Print, exactly as given, each line of the data from the line containing "Query: grey slate roof" up to and including its last line.
▽
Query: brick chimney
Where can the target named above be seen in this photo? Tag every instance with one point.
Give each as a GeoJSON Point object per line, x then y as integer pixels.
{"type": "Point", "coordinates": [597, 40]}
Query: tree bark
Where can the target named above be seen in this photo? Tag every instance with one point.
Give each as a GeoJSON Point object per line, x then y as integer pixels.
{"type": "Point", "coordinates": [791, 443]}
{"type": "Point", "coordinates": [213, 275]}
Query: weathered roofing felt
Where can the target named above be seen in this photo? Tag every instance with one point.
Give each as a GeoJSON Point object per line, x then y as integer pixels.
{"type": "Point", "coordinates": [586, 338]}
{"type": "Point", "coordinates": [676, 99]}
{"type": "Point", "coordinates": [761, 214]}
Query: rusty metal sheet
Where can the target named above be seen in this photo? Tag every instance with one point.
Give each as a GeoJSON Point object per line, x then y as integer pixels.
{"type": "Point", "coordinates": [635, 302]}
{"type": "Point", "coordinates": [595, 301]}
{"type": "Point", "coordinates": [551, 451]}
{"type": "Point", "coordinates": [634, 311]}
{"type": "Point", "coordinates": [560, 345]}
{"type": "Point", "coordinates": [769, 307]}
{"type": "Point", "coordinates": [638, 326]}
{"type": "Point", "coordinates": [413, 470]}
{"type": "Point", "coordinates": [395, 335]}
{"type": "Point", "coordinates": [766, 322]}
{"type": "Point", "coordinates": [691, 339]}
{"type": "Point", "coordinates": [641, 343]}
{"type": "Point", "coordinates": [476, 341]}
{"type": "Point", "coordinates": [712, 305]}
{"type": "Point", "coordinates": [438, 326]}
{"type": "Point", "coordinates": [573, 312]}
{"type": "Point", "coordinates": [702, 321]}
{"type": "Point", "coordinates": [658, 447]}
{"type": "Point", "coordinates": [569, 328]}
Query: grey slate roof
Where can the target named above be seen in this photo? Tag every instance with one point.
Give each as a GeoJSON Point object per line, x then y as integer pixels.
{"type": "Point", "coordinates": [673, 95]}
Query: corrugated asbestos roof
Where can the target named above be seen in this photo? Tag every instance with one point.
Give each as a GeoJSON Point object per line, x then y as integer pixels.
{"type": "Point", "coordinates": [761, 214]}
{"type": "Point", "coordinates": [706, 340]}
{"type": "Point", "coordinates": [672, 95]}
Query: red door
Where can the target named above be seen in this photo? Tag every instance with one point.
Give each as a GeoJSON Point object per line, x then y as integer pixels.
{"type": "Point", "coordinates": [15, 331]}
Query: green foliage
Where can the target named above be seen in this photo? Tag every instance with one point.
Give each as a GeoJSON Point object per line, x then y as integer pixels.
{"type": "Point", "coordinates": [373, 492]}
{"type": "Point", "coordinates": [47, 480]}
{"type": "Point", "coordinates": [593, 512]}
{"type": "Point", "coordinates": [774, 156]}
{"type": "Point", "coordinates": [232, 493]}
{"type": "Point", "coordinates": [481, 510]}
△
§ **COMPLETE RESPONSE**:
Query: grey slate roof
Where can the target named above be seen in this photo? Tag every instance with one point.
Give each as a GeoJSON Point object per line, x then y as integer pixels.
{"type": "Point", "coordinates": [673, 95]}
Query: corrugated asbestos roof
Where can the target named above be seen in this photo? Tag every instance with one point.
Give each as a GeoJSON Point object per line, x then y as integer pixels.
{"type": "Point", "coordinates": [761, 214]}
{"type": "Point", "coordinates": [706, 340]}
{"type": "Point", "coordinates": [672, 95]}
Query: red door
Where can the target named above be seen in this photo? Tag every instance with one point.
Give each as a GeoJSON Point object per line, x then y as integer pixels.
{"type": "Point", "coordinates": [15, 331]}
Query: green foliage
Where can the target named above be seen in this photo? Tag every instance with one point.
Give each as a GeoJSON Point object per line, x then y as integer pixels.
{"type": "Point", "coordinates": [373, 492]}
{"type": "Point", "coordinates": [47, 480]}
{"type": "Point", "coordinates": [593, 512]}
{"type": "Point", "coordinates": [774, 156]}
{"type": "Point", "coordinates": [232, 493]}
{"type": "Point", "coordinates": [481, 510]}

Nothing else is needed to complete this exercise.